I'm getting my Kindle 2 ready to be put up for sale. That's when I discovered I couldn't delete my archive folder. If it's impossible to clear it out how do people sell their Kindles? Does the buyer have to put up with my old archived ebooks?? Also I had discovered my inability to delete the archives AFTER I deregistered! So I can't go back to my Kindle account to see if there's a way there. Any suggestions? I really don't want my archive folder still on the Kindle when I try to sell it.   Thanks in advance for whatever help/suggestions you can give!


----------



## sebat (Nov 16, 2008)

kjungs said:


> Hi,
> 
> I'm getting my Kindle 2 ready to be put up for sale. That's when I discovered I couldn't delete my archive folder. If it's impossible to clear it out how do people sell their Kindles? Does the buyer have to put up with my old archived ebooks?? Also I had discovered my inability to delete the archives AFTER I deregistered! So I can't go back to my Kindle account to see if there's a way there. Any suggestions? I really don't want my archive folder still on the Kindle when I try to sell it.  Thanks in advance for whatever help/suggestions you can give!


If you deleted the books off of the K2 and deregistered it, the books will not be accessible to the new owner. Your archive will disappear when they register it to their account.


----------



## Ann in Arlington (Oct 27, 2008)

No worries. . . . .you've de-registered.  So that Kindle no longer has access to YOUR archives.  I bet if you turn on WN and do a sync they'll all go away.  If that doesn't work, try resetting the device -- hold the slider 20 seconds or so until it restarts.

Now, any content NOT in archive will still show until you delete it manually.  Then it might sit in the archive until you do the above procedure again.

**Data section**:
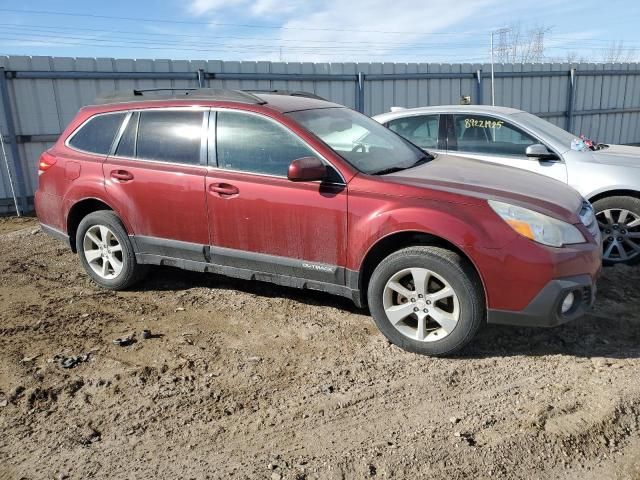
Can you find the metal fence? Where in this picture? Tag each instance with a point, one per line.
(40, 95)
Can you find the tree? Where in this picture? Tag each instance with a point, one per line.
(617, 53)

**Job**: Resume the forum thread on clearing a Kindle 2's archive before resale, continuing past its last post.

**Task answer**:
----------



## LisaS (Oct 13, 2009)

I tried a 14 day trial of a newspaper - are you saying I'm stuck with those in archive forever and can't permanently delete them?


----------



## pidgeon92 (Oct 27, 2008)

Newspapers and magazines (all subscription items) will be deleted from your archive after a period of time... Two weeks? One month? Either way, you will not have access to them after that if they are not saved to the Kindle.


----------



## 911jason (Aug 17, 2009)

Not sure what I'm missing, but I'm looking at Manage Your Kindle and at Your Reading List and don't see any option to put anything in the trash.


----------



## salaniz (Oct 6, 2009)

911jason said:


> Not sure what I'm missing, but I'm looking at Manage Your Kindle and at Your Reading List and don't see any option to put anything in the trash.


I had to go to my Media Library at Amazon to find the option to put something in the trash. The books don't show up in Manage Your Kindle any longer but they still show in the Content Manager on my K1 if I have it set to show Amazon or All.


----------



## 911jason (Aug 17, 2009)

Thanks Salaniz.. found it now. =)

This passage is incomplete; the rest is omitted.